Task goal:
Write the listing out again, all of it, word for word.

Stored items from a collection:
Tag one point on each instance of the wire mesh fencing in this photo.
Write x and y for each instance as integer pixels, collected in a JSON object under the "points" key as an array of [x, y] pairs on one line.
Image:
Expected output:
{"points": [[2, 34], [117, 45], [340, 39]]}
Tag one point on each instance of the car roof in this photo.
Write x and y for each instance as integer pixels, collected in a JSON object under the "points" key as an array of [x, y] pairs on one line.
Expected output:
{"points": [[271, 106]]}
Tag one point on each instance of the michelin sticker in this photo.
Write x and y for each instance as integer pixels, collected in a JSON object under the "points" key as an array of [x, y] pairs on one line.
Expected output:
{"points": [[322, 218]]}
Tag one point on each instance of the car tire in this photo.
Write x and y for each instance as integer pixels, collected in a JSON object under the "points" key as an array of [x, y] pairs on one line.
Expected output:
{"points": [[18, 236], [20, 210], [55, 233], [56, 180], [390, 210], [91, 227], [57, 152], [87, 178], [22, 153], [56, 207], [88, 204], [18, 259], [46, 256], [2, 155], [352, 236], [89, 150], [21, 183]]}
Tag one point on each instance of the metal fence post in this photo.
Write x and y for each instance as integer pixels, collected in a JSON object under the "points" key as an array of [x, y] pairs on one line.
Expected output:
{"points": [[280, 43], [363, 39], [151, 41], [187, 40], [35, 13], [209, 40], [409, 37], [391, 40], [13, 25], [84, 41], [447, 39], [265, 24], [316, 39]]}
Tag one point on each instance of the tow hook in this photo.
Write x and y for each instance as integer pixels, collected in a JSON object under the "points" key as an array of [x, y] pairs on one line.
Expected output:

Answer for this exercise:
Tag one point on each instance of the wire mesh fencing in this photo.
Write x and y for each instance as integer pixels, collected in a JSON object under the "points" key as an array of [x, y] pairs on one line.
Image:
Expected output:
{"points": [[2, 34], [117, 45], [340, 39]]}
Tag one point on each instance of the car roof in this photo.
Write x and y for each instance as integer pixels, collected in a JSON object under the "points" key as an array of [x, y] pairs on one line.
Expected output:
{"points": [[271, 106]]}
Tag one point on each instance of the michelin sticker in this photo.
Write x and y for each instance as integer pixels, collected in a JSON object under the "points" key as an array of [x, y] pairs on one line.
Expected output:
{"points": [[322, 218]]}
Tag one point on each instance of the car tire in this photo.
Write x and y for each instance as integer pixels, collected in a JSON object under the "points" key as an array of [x, y] pairs on one line.
Expected output:
{"points": [[18, 236], [20, 210], [55, 233], [56, 180], [390, 210], [91, 227], [57, 152], [87, 178], [22, 153], [56, 207], [88, 204], [18, 259], [46, 256], [2, 155], [352, 236], [89, 150], [21, 183]]}
Tag one point on each instance of the metal fence post in this photo.
Write x and y for each instance as integer pixels, collected in a JSON object under the "points" key as an array of [x, y] pairs on one line.
Expected output:
{"points": [[280, 43], [363, 39], [151, 41], [187, 40], [35, 13], [209, 40], [409, 37], [391, 40], [13, 25], [84, 41], [447, 39], [265, 24], [316, 39]]}
Tag one point on each instance of the tow hook in this photo.
Write x and y for each instance as integer pixels, collected in a JSON object under the "points" key as an array of [x, y] pairs on one line.
Expected output:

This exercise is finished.